BEGIN EXERCISE TEXT
Covington Police Officer Lance Benjamin received orders for deployment in Afghanistan. Chief Tim Lentz released the following statement late last week:
“It is with a heavy heart that we announce Officer Lance Benjamin’s last day of work is today. Lance received his orders from the Army and tomorrow will leave for a 400 day tour in Afghanistan. Please pray for Lance and his family while he is gone. We are so proud of what Lance has meant to this department are even more proud of his commitment to the Army and his desire to defend not only our community but our country.
Again, please keep Lance, and all of our service members in your prayers as they defend the freedoms we hold so near and dear. We look forward to Lance’s return to the department in a little over a year. God Bless, Chief Tim Lentz”
The CIA World Factbook: Afghanistan
The following information is excerpted from the CIA World Factbook online at cia.gov:
“Afghanistan is gradually recovering from decades of conflict. Before 2014, the economy had sustained nearly a decade of strong growth, largely because of international assistance. Since 2014, however, the economy has slowed, in large part because of the withdrawal of nearly 100,000 foreign troops that had artificially inflated the country’s economic growth.
Despite improvements in life expectancy, incomes, and literacy since 2001, Afghanistan is extremely poor, landlocked, and highly dependent on foreign aid. Much of the population continues to suffer from shortages of housing, clean water, electricity, medical care, and jobs. Corruption, insecurity, weak governance, lack of infrastructure, and the Afghan Government’s difficulty in extending rule of law to all parts of the country pose challenges to future economic growth. Afghanistan’s living standards are among the lowest in the world.
Despite gains toward building a stable central government, the Taliban remains a serious challenge for the Afghan Government in almost every province. The Taliban still considers itself the rightful government of Afghanistan, and it remains a capable and confident insurgent force despite its last two spiritual leaders being killed; it continues to declare that it will pursue a peace deal with Kabul only after foreign military forces depart.
Afghanistan is the world’s largest producer of opium; poppy cultivation increased 7 percent, to a record 211,000 hectares in 2014 from 198,000 hectares in 2013, while eradication dropped sharply; the Taliban and other antigovernment groups participate in and profit from the opiate trade, which is a key source of revenue for the Taliban inside Afghanistan; widespread corruption and instability impede counterdrug efforts; most of the heroin consumed in Europe and Eurasia is derived from Afghan opium. Afghanistan is also struggling to respond to a burgeoning domestic opiate addiction problem.”
END EXERCISE TEXT
BEGIN ENTRIES SHOWN
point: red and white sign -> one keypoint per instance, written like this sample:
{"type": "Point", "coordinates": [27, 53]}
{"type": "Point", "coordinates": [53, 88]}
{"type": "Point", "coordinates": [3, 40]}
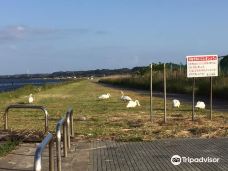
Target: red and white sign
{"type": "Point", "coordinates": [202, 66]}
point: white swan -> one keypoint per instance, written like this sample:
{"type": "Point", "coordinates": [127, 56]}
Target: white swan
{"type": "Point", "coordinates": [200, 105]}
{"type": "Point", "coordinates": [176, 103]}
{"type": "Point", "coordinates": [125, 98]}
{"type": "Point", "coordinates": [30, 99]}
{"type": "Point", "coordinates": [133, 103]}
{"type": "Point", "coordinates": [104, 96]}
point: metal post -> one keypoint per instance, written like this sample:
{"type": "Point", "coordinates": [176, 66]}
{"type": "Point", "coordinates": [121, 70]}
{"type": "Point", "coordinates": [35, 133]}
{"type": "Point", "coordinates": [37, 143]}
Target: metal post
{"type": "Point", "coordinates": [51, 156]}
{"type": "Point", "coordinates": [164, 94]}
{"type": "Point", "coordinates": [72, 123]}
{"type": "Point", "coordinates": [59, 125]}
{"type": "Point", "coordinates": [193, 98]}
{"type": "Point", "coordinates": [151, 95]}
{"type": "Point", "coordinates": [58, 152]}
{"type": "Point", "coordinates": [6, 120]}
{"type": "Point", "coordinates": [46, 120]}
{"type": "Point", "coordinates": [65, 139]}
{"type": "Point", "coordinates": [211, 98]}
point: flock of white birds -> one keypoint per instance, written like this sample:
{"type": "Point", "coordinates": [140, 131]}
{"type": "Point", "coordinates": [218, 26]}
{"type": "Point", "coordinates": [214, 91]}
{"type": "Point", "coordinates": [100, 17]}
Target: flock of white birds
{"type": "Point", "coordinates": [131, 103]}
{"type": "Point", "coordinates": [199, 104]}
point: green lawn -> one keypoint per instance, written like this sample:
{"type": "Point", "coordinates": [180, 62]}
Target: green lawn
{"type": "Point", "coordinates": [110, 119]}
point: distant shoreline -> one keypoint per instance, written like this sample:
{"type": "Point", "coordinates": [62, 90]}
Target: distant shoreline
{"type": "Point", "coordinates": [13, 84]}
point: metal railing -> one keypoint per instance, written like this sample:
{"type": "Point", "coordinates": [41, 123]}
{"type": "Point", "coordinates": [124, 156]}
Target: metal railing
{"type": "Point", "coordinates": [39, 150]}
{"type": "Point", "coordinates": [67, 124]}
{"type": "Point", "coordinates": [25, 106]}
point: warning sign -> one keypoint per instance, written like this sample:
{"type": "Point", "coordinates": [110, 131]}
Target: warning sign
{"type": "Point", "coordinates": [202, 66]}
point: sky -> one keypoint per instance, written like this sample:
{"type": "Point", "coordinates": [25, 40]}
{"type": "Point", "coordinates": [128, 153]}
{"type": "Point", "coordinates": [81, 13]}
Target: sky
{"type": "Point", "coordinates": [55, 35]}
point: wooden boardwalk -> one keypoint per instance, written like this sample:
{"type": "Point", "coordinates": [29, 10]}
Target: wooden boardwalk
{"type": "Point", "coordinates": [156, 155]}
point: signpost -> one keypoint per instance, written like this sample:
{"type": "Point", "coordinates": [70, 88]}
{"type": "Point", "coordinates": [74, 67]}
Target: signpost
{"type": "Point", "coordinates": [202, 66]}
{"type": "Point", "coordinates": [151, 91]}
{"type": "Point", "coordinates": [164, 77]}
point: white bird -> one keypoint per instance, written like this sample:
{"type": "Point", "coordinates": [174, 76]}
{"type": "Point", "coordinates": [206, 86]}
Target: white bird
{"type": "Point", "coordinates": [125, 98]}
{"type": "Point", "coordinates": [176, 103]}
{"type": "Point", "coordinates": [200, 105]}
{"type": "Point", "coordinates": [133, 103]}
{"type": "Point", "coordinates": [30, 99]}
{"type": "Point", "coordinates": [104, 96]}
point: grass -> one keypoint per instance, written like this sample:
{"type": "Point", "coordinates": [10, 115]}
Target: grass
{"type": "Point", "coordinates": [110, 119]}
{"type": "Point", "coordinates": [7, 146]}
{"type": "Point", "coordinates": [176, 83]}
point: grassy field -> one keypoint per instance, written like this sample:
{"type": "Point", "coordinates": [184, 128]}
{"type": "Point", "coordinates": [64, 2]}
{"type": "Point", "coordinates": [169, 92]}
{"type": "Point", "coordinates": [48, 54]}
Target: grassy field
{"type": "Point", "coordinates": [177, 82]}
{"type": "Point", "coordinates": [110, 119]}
END ENTRIES SHOWN
BEGIN ENTRIES SHOWN
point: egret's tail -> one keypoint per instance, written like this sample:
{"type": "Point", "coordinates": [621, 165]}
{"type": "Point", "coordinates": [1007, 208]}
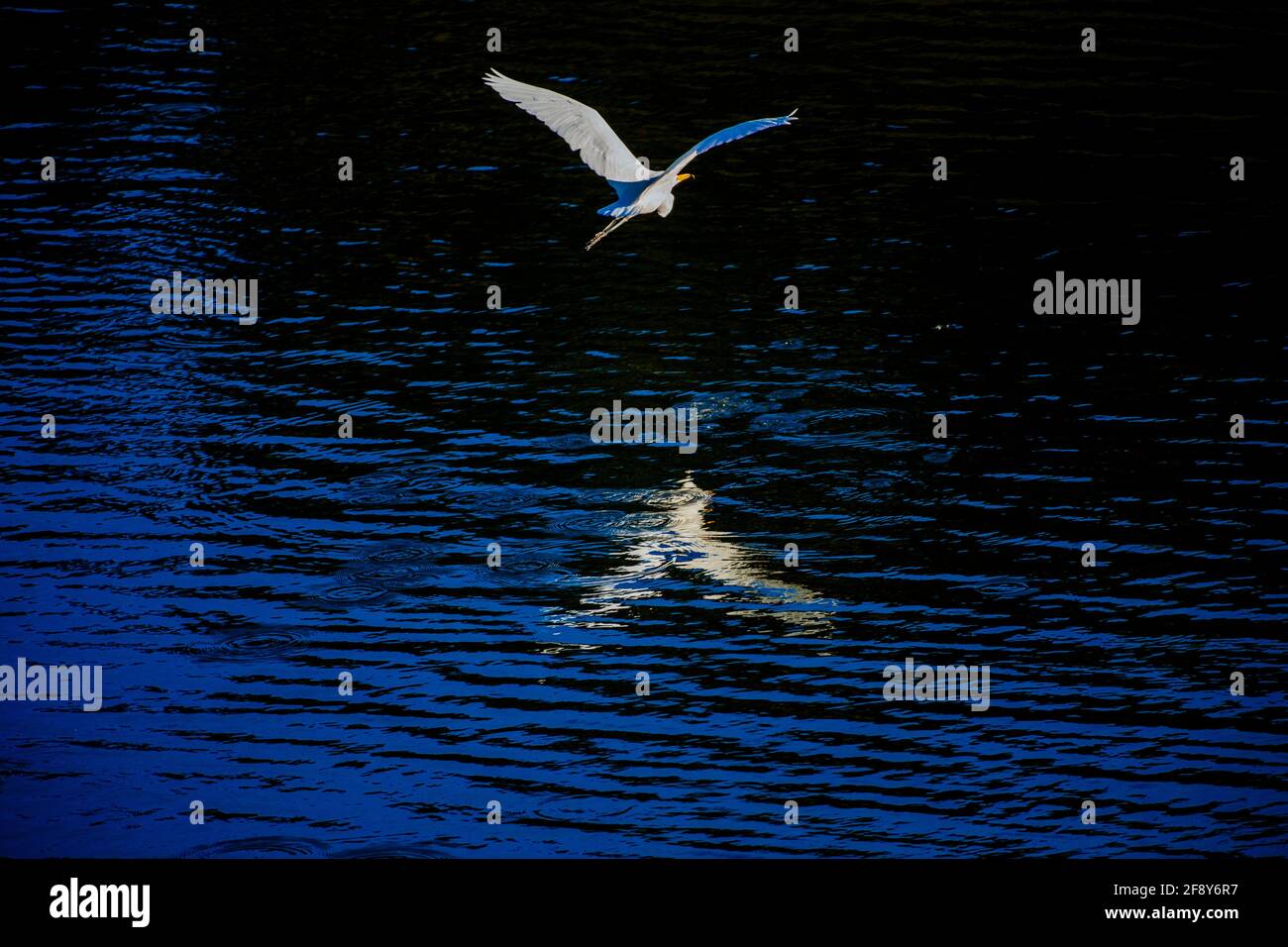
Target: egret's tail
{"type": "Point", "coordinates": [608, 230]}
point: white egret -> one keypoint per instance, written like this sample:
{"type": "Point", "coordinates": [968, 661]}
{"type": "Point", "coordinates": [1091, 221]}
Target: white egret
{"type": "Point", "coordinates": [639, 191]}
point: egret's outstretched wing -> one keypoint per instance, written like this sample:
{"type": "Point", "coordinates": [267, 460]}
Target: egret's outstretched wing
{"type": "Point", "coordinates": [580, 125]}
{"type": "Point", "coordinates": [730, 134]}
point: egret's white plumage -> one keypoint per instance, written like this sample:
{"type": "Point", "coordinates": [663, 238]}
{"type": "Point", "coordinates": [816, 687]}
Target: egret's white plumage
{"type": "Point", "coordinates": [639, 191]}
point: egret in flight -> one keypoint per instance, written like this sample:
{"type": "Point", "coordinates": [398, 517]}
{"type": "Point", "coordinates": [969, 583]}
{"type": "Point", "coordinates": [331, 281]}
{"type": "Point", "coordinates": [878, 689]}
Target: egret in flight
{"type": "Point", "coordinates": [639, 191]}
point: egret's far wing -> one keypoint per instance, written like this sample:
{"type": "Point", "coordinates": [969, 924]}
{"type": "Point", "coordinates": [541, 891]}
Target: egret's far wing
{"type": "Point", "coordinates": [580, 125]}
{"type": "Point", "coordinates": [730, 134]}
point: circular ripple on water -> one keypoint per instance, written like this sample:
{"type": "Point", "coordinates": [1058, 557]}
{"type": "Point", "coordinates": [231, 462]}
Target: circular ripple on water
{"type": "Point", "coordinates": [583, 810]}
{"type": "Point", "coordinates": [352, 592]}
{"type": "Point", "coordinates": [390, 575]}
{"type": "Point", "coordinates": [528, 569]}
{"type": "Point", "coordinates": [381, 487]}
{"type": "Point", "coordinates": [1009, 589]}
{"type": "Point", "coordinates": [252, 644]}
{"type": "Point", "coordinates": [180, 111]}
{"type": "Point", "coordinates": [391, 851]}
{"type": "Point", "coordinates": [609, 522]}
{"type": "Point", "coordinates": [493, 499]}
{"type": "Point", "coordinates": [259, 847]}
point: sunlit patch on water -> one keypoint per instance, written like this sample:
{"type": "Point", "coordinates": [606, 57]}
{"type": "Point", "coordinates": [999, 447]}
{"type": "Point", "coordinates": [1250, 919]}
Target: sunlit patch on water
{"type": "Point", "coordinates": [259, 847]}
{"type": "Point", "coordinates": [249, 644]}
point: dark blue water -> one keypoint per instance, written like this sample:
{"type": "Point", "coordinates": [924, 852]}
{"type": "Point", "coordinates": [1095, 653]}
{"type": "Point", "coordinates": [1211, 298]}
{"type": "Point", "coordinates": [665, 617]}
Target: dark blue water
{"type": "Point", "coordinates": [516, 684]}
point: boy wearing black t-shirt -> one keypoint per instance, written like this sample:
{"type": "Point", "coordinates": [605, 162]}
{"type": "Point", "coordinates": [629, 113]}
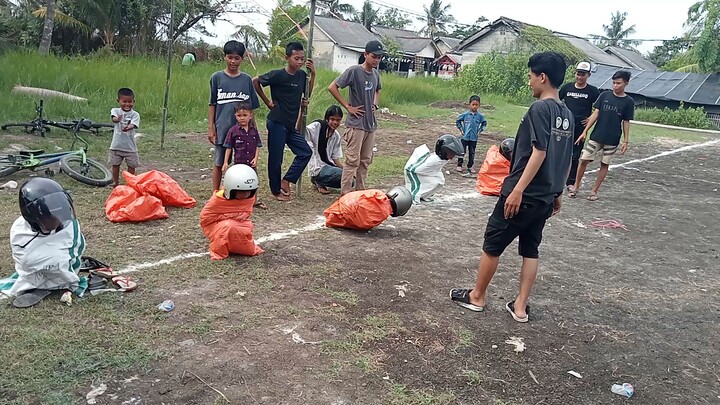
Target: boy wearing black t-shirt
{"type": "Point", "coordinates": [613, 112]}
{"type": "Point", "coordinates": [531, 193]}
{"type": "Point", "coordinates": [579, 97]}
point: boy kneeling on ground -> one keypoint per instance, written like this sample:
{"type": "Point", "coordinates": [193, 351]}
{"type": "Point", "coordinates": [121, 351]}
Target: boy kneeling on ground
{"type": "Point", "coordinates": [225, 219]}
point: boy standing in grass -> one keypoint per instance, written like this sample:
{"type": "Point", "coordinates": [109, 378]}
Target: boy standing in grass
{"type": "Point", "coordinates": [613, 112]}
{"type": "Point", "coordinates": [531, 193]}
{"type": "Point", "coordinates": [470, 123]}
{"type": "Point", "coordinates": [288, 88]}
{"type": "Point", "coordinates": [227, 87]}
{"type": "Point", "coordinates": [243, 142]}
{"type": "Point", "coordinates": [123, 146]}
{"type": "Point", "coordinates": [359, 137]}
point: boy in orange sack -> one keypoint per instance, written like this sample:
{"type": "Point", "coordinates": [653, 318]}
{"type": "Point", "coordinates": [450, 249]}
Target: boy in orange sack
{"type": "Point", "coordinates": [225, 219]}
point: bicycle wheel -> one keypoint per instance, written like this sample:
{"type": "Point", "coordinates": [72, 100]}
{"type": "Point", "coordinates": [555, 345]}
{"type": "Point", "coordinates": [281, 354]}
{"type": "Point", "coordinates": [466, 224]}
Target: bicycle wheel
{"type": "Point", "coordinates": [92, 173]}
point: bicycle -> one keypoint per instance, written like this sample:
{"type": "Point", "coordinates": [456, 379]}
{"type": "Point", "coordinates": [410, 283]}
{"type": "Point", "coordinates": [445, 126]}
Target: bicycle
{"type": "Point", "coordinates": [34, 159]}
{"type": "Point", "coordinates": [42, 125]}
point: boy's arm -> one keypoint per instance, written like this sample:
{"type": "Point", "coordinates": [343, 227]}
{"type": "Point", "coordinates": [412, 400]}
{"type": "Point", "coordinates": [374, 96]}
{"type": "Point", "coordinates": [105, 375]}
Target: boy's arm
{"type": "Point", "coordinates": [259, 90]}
END ENTRIES SHOWN
▶ WHAT YOU NEED TO DO
1/ Repeat the passage from the deployment article word for word, starting at the words "The CIA World Factbook: Afghanistan" and ending after "country’s economic growth.".
2/ According to the deployment article, how many hectares of poppy were cultivated in Afghanistan in 2014?
Answer from the deployment article alone.

▶ RESULTS FOR EACH TASK
1/
The CIA World Factbook: Afghanistan
The following information is excerpted from the CIA World Factbook online at cia.gov:
“Afghanistan is gradually recovering from decades of conflict. Before 2014, the economy had sustained nearly a decade of strong growth, largely because of international assistance. Since 2014, however, the economy has slowed, in large part because of the withdrawal of nearly 100,000 foreign troops that had artificially inflated the country’s economic growth.

2/ A record 211,000 hectares.